What you have to do :: Pick out each line below that contains the word "frame", and copy those lines.

Provided data ::

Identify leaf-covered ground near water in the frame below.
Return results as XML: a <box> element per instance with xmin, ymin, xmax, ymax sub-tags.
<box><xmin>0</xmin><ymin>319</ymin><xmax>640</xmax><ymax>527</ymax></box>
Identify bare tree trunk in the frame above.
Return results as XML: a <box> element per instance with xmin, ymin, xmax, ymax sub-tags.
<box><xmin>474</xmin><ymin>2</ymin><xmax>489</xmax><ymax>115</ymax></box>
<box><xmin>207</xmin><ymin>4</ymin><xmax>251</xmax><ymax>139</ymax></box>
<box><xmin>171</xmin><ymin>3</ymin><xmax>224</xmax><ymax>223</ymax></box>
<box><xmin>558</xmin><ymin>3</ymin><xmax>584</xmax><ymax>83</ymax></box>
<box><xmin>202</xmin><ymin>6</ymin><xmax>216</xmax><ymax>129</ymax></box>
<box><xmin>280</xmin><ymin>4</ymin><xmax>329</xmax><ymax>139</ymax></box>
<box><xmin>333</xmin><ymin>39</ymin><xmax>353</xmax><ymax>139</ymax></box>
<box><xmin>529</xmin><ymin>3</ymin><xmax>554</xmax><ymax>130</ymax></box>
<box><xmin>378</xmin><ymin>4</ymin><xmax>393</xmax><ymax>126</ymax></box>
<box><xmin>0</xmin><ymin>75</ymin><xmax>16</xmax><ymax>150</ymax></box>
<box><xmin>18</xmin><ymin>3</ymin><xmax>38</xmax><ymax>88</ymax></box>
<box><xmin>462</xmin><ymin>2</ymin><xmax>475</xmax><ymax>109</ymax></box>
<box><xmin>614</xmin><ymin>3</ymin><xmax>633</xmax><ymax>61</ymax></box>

---

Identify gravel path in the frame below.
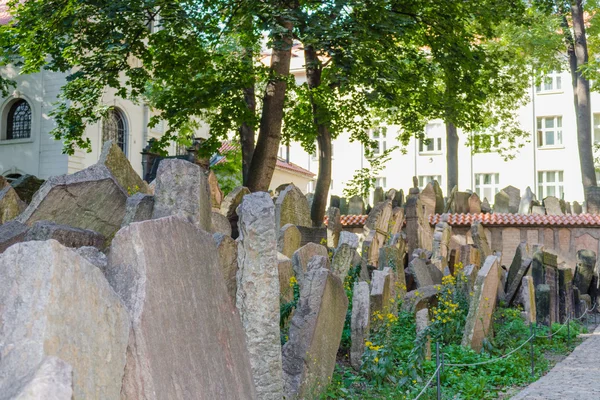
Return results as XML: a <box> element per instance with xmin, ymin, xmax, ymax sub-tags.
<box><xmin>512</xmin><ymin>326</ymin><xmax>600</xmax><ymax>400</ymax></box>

In response ::
Identify leaf-covered ground near water in the frame below.
Identify bare tree trunk in the frame above.
Identify gravel path in the frame below.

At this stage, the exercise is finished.